• [Texto da página]:
◇ ◇ ◇ ◇ ◇ ◇ ◇
LF, como se identifica, afirma que a multidão “woke” (termo que define aqueles que, em sua relação com o mundo, estão conscientes de problemas sociais como o racismo e a desigualdade) jamais encontrará espaço na música clássica. Isso jamais será tolerado. Porque o mundo da música clássica é diferente do mundo lá fora.

“Nós somos treinados em um alto nível e seguimos nossos professores e o nosso treinamento, assim como nossos maestros e líderes de naipes. A maior parte de nós não deixa comentários de maestros ou outros músicos nos afetar. É importante ter a certeza sobre suas habilidades e utilizá-la para promover uma autoestima saudável”, afirma.

O texto segue, ressaltando que há grandes professores que nem sempre são capazes de se fazer entender de maneira clara. Mais: “Zukerman é perfeito? Não. Ele tem importantes lições a nos passar? Sim.” LF propõe ainda dois argumentos: a culpa pela confusão não foi do violinista, mas da organização da produção, que deveria ter informado a ele a nacionalidade das violinistas; e, sobre elas, o problema é que a interpretação que as duas farão dos comentários de Zukerman será influenciada pela gritaria que o episódio gerou na internet e no meio musical.

Traduzindo, em outras palavras, o que diz LF. Sobre as vítimas, bem, elas não são capazes de decidir por si próprias se estão ou não ofendidas. E, aliás, pouco importa, porque se elas se sentiram ofendidas, não há ninguém a culpar além delas próprias e de uma suposta falta de autoestima. Sobre Zukerman, o que LF nos diz é que o importante é ser um bom músico – o que lhe permite fazer comentários ofensivos. Ofensas e preconceitos, afinal, são normais no mundo da música clássica. E é assim que deve ser. Se você se sente ofendido, culpa sua. Ou de qualquer outra pessoa que não o agressor: até mesmo uma produtora que supostamente deveria ter avisado Zukerman da nacionalidade das violinistas entrou na dança. O que vocês esperavam? Que ele perguntasse a elas de onde eram? Absurdo. Mais fácil supor que elas eram coreanas. Afinal, não sabiam cantar.
◇ ◇ ◇ ◇ ◇ ◇ ◇
• [Tarefa]: Transcreva, do texto sobre Zukerman, o trecho que começa em "Traduzindo, em outras" e vai até "não sabiam cantar.", incluindo estas últimas palavras. As linhas que vêm a seguir constituem um material independente do texto sobre Zukerman.
◇ ◇ ◇ ◇ ◇ ◇ ◇
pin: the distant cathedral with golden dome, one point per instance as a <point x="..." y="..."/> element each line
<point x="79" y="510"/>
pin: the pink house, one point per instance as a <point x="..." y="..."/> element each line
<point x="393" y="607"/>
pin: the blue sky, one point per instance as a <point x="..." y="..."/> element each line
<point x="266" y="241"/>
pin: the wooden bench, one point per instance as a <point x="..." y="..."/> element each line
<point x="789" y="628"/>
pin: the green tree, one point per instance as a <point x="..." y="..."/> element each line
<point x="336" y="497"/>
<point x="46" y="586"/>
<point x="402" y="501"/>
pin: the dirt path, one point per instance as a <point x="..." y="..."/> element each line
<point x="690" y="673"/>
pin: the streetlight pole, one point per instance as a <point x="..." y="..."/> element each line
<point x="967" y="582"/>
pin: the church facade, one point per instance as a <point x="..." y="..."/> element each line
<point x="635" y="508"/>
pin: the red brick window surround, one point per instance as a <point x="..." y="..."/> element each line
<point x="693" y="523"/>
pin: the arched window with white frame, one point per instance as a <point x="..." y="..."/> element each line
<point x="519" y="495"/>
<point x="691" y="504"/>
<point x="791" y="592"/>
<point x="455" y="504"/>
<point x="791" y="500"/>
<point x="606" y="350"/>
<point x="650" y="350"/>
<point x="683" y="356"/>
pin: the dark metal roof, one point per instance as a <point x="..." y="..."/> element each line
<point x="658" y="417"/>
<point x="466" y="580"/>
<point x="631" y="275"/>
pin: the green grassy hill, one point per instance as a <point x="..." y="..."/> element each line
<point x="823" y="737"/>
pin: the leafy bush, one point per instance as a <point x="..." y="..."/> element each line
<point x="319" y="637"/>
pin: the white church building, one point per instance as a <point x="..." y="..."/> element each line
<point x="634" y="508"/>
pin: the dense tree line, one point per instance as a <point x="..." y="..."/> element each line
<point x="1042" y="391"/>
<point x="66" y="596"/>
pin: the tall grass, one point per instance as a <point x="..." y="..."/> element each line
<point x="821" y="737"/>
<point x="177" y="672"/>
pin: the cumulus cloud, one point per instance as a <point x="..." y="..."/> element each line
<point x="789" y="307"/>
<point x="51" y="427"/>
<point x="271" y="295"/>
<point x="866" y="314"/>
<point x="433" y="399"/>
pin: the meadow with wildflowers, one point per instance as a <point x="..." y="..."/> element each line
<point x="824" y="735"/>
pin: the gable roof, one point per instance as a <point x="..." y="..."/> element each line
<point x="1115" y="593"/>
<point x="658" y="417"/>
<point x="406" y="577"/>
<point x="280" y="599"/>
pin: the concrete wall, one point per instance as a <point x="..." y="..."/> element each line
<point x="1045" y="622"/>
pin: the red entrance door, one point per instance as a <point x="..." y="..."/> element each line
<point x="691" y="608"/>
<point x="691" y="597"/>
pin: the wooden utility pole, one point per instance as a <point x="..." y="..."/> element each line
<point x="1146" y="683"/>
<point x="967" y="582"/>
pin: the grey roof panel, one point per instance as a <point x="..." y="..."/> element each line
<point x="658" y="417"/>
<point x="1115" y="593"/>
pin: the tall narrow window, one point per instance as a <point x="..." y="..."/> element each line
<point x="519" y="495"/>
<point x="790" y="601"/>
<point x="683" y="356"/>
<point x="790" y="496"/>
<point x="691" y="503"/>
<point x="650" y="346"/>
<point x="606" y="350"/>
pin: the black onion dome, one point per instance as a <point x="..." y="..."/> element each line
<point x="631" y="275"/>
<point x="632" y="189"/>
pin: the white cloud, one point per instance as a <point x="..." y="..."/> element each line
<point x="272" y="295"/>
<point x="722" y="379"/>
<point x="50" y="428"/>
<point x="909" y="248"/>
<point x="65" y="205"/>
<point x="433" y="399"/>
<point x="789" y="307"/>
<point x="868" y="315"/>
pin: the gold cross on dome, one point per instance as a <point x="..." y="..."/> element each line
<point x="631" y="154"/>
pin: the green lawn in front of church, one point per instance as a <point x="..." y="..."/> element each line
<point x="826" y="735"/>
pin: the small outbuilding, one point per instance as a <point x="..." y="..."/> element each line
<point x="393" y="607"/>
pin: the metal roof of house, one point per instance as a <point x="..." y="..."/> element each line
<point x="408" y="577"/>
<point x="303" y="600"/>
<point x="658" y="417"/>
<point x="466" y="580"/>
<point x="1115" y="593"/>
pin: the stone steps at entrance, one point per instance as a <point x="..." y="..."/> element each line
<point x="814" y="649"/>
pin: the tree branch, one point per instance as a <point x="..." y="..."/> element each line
◇ ◇ ◇ ◇ ◇ ◇ ◇
• [Solução]:
Traduzindo, em outras palavras, o que diz LF. Sobre as vítimas, bem, elas não são capazes de decidir por si próprias se estão ou não ofendidas. E, aliás, pouco importa, porque se elas se sentiram ofendidas, não há ninguém a culpar além delas próprias e de uma suposta falta de autoestima. Sobre Zukerman, o que LF nos diz é que o importante é ser um bom músico – o que lhe permite fazer comentários ofensivos. Ofensas e preconceitos, afinal, são normais no mundo da música clássica. E é assim que deve ser. Se você se sente ofendido, culpa sua. Ou de qualquer outra pessoa que não o agressor: até mesmo uma produtora que supostamente deveria ter avisado Zukerman da nacionalidade das violinistas entrou na dança. O que vocês esperavam? Que ele perguntasse a elas de onde eram? Absurdo. Mais fácil supor que elas eram coreanas. Afinal, não sabiam cantar.